- [Task goal] Report how many lines of the material below contain the string "covered". The reply is that number and no more.

- [Data under study]
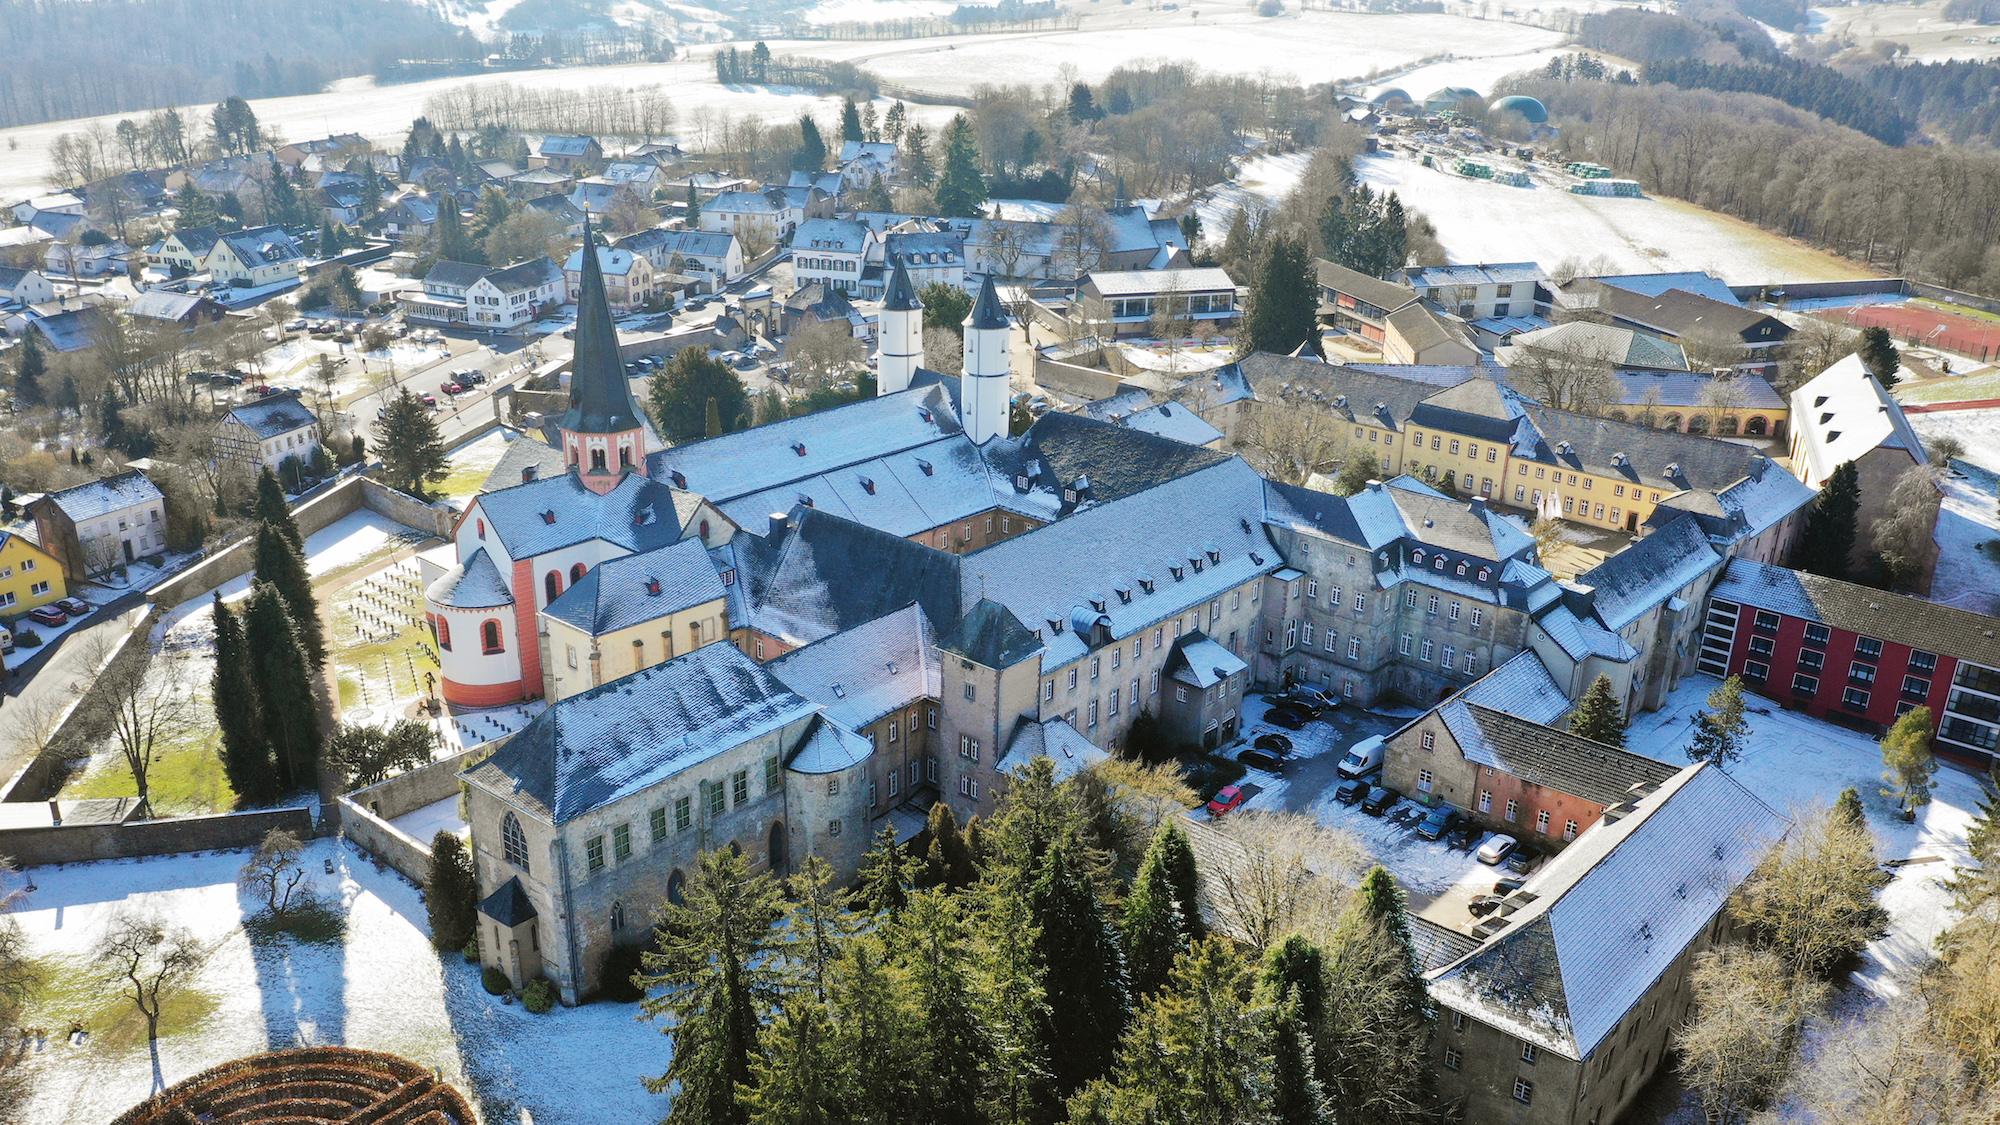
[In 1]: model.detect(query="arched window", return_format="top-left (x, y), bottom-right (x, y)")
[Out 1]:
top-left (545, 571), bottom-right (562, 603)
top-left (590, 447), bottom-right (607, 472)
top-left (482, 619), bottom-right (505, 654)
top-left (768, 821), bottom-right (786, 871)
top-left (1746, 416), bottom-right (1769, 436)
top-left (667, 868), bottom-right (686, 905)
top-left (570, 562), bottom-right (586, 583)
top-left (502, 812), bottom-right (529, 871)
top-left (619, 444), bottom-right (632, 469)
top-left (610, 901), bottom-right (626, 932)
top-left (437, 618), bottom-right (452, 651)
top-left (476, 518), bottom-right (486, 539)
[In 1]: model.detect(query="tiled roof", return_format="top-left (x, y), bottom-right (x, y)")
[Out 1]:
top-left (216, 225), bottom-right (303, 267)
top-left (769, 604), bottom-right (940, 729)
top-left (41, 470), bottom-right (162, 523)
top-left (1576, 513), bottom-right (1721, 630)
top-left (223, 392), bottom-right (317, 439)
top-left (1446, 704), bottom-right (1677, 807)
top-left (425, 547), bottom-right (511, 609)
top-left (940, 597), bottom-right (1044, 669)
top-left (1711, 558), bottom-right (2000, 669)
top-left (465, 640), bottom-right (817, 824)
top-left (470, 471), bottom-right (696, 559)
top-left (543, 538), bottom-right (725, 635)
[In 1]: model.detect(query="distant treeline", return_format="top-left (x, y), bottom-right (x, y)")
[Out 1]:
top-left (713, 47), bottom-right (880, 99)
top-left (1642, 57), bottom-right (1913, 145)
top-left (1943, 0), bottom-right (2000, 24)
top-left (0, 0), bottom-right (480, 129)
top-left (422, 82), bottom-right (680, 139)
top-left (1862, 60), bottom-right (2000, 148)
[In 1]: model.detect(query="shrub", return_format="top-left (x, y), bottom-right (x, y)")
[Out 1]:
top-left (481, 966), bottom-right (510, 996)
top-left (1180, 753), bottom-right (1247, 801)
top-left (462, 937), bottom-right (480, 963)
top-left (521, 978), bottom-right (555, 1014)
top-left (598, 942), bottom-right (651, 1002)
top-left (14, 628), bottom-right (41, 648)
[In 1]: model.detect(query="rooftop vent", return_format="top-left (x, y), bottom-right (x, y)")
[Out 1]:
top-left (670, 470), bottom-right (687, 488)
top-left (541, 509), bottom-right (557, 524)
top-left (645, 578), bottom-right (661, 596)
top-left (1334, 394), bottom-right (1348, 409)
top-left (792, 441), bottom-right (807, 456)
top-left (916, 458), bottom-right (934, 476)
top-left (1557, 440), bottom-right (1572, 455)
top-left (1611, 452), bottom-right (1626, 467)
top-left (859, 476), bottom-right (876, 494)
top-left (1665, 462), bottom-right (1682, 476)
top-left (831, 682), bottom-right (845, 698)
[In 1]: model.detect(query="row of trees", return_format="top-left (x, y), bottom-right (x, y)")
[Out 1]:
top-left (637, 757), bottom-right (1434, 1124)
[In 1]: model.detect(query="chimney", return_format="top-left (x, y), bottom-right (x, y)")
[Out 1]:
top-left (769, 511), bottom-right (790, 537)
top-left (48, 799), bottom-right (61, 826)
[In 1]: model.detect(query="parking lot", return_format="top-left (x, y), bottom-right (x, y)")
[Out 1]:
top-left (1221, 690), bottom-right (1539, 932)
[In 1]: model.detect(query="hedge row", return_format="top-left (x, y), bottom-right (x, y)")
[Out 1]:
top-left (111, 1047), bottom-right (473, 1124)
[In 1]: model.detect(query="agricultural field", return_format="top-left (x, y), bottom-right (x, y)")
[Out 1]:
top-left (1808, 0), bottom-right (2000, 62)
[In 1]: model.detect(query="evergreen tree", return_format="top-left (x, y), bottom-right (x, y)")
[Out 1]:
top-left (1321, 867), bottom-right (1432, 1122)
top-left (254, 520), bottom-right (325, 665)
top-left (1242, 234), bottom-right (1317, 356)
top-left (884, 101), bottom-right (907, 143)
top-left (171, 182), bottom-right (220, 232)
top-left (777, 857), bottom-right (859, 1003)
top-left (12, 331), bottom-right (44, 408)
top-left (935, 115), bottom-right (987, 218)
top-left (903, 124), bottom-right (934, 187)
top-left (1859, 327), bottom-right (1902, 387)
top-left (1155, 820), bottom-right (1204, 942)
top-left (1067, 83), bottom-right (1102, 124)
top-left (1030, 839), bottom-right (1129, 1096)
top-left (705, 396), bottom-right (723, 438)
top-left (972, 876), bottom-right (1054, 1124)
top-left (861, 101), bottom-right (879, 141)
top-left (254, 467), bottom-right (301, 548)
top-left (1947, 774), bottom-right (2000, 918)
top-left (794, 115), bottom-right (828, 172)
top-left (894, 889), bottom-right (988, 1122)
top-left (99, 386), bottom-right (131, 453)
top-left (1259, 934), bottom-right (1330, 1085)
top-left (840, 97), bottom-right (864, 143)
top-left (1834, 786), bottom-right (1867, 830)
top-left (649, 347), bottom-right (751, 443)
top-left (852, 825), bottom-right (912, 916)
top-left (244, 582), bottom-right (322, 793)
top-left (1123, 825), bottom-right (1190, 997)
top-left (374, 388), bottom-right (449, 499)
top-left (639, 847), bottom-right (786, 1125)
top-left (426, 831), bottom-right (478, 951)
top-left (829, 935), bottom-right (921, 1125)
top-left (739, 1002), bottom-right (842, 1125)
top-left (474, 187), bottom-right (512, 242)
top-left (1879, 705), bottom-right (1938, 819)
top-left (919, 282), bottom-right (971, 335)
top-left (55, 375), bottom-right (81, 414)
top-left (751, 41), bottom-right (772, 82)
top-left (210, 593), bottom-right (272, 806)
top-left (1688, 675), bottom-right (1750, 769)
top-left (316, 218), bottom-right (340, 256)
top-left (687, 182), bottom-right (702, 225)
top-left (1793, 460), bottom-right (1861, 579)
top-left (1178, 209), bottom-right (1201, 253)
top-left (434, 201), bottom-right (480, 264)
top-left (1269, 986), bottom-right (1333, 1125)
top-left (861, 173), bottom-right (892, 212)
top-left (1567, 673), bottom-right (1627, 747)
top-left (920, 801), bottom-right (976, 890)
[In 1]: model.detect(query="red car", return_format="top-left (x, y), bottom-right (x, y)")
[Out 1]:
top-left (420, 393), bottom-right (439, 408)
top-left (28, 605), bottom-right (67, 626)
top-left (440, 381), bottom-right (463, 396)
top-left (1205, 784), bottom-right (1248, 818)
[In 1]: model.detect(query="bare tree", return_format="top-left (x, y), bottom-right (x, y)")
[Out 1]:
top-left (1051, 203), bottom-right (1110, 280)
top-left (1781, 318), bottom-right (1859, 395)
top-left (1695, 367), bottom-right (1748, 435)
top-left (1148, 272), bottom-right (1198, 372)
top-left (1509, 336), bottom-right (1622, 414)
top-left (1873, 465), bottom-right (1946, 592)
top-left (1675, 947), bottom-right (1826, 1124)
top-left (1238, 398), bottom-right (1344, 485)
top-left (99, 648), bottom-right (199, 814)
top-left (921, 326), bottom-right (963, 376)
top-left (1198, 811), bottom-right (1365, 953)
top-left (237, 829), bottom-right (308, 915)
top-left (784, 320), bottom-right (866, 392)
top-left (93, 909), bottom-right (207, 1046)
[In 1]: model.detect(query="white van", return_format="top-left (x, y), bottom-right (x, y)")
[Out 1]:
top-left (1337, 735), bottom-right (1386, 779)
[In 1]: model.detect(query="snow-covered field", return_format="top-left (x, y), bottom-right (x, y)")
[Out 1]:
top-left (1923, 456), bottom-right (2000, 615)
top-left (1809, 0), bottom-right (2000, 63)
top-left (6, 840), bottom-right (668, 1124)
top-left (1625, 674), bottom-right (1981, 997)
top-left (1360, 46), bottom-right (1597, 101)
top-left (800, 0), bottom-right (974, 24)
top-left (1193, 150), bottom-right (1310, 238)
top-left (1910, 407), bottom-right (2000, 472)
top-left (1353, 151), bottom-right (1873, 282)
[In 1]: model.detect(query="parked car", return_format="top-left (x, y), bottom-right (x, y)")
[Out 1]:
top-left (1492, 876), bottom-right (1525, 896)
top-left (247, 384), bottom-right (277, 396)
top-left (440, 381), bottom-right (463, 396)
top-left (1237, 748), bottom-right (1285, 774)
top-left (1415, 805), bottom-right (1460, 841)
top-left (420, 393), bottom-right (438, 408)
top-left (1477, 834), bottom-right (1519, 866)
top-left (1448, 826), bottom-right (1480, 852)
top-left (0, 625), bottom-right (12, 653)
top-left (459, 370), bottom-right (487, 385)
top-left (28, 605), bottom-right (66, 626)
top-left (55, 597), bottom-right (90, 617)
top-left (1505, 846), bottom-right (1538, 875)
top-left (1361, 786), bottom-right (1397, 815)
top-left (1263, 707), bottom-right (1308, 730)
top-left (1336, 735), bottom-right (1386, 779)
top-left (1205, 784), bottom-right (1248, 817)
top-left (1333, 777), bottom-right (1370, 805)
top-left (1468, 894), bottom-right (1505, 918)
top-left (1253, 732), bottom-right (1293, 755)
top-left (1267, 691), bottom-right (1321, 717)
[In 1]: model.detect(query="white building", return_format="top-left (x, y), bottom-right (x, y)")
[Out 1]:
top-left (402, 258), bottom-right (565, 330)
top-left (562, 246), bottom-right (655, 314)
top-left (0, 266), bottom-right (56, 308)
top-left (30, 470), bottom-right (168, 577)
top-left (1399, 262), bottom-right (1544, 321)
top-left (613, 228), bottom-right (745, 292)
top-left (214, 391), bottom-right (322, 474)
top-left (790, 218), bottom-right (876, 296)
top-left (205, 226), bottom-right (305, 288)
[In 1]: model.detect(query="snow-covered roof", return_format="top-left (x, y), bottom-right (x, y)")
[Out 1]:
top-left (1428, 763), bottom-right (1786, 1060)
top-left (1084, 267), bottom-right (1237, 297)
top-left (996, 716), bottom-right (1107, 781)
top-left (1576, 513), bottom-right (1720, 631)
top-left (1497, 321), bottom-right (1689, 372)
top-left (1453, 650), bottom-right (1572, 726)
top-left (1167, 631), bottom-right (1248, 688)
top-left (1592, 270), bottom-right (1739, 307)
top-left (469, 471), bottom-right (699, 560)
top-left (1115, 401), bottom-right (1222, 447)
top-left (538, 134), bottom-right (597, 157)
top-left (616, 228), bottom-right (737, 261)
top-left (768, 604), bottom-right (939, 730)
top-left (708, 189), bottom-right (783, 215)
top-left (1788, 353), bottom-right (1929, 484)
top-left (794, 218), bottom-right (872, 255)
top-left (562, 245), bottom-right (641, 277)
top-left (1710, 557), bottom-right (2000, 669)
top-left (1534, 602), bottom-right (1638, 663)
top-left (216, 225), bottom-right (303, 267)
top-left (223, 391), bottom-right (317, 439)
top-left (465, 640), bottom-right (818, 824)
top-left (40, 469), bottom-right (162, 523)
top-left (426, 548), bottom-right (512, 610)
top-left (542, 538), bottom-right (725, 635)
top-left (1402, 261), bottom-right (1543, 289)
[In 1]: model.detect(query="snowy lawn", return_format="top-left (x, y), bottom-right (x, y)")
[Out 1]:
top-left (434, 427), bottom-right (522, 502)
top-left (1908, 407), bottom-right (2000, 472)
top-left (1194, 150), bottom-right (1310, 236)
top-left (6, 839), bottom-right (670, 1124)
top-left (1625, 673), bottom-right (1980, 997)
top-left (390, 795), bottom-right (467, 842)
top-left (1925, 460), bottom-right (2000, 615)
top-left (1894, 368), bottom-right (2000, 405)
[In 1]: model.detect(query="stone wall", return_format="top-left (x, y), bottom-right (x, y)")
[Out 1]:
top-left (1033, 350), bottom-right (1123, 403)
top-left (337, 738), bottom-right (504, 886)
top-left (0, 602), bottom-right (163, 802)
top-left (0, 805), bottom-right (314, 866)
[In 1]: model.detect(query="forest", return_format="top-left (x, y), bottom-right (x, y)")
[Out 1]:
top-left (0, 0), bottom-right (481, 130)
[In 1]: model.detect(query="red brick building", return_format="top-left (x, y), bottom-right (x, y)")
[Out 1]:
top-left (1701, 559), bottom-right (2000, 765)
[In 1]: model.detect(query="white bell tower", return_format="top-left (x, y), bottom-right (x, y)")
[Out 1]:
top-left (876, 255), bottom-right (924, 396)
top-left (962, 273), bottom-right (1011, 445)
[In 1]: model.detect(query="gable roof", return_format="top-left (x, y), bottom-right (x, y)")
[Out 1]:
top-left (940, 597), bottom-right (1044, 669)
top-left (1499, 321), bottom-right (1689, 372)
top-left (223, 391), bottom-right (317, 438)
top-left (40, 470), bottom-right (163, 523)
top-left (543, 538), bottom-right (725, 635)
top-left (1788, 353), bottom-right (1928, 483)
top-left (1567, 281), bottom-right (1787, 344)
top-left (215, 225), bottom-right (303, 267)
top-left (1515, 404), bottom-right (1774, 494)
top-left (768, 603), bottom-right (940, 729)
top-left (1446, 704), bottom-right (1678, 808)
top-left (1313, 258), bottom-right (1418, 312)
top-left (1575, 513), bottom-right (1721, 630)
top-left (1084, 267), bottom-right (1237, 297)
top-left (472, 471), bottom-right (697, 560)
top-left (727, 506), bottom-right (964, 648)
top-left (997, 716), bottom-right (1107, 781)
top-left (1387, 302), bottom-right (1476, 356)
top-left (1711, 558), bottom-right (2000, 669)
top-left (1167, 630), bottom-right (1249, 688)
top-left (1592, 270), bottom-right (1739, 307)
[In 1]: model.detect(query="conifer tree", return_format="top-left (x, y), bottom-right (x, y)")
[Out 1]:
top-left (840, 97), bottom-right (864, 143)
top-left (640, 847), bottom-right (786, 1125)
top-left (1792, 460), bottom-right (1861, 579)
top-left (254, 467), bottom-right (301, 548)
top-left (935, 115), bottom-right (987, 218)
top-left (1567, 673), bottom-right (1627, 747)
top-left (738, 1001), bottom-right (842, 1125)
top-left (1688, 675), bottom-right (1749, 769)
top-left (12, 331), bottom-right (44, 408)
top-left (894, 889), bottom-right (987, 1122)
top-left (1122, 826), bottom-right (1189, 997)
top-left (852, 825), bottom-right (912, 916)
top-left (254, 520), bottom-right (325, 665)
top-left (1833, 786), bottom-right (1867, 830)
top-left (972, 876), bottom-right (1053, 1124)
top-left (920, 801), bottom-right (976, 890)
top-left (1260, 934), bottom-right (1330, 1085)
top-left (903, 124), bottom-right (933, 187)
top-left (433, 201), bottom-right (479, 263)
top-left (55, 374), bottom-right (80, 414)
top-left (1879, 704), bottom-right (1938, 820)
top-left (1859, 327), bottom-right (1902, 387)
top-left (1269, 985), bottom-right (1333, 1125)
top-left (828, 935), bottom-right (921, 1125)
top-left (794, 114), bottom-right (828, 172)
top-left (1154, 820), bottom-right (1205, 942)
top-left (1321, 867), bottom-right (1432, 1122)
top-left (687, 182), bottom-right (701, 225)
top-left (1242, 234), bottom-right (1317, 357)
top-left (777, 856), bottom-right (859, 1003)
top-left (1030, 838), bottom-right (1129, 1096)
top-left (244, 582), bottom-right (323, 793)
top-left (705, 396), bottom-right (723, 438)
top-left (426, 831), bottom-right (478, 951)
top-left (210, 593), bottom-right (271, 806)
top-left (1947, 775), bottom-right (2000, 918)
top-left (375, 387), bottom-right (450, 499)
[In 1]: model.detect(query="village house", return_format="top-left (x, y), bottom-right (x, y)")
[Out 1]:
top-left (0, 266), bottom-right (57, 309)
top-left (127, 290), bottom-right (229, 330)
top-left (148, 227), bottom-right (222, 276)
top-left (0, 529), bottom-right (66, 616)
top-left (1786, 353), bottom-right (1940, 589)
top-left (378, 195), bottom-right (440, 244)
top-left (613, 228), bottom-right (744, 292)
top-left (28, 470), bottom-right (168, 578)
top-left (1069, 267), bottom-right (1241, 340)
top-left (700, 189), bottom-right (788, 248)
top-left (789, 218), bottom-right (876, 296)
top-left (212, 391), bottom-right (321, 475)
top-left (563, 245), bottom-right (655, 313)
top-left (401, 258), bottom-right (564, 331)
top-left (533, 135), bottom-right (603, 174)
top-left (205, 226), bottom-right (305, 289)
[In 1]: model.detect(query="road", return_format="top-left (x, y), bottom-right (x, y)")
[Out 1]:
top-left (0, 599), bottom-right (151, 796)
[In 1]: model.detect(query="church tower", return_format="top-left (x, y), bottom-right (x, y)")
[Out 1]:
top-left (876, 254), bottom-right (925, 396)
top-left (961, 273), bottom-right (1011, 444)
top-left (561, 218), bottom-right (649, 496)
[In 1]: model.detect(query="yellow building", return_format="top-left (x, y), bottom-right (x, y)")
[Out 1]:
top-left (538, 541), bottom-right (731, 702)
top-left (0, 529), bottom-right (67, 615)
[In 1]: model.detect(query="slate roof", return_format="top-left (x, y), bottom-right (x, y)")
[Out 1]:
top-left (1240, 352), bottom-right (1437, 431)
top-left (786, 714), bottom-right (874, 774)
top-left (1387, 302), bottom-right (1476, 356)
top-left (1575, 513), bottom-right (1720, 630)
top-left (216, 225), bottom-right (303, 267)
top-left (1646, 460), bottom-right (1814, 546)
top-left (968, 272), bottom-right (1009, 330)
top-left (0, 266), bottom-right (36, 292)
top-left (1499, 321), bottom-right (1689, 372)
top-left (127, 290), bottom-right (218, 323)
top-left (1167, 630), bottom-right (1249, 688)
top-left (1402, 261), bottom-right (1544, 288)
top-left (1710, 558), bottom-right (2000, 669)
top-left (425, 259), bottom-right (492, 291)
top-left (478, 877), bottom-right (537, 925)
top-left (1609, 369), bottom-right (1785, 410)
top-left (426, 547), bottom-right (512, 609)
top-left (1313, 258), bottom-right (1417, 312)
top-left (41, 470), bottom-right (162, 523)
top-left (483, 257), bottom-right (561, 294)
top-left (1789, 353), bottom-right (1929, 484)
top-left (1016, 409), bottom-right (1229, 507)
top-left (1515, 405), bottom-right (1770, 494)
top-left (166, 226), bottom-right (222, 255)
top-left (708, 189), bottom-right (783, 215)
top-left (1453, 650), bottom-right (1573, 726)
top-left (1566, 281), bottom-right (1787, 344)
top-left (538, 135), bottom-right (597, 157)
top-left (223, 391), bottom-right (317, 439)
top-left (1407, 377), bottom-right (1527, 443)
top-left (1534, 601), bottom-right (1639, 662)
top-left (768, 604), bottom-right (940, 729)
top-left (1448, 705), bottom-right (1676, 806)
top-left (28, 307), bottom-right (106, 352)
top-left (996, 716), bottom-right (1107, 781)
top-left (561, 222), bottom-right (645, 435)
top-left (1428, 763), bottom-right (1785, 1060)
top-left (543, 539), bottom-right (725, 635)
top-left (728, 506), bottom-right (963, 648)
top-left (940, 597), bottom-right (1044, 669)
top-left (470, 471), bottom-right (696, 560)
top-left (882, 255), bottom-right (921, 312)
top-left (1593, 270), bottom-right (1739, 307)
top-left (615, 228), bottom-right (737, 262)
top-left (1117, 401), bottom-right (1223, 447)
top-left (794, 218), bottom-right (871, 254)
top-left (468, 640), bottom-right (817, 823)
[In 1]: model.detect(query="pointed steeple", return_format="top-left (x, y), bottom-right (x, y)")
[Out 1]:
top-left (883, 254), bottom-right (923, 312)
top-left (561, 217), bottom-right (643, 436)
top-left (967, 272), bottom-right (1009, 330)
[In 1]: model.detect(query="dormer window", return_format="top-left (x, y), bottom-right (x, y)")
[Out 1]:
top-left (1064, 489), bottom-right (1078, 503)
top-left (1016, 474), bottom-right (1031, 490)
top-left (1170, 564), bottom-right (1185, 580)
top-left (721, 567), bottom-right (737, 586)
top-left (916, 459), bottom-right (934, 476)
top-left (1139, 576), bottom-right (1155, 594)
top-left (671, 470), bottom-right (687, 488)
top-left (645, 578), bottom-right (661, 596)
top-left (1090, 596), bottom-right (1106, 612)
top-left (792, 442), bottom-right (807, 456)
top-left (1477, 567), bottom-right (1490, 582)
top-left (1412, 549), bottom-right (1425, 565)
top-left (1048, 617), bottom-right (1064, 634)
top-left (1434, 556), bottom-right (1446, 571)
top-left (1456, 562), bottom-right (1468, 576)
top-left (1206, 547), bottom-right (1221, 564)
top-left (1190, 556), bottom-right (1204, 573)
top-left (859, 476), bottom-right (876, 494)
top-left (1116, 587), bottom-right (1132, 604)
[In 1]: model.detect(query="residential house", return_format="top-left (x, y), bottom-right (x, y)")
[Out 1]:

- [Problem solution] 2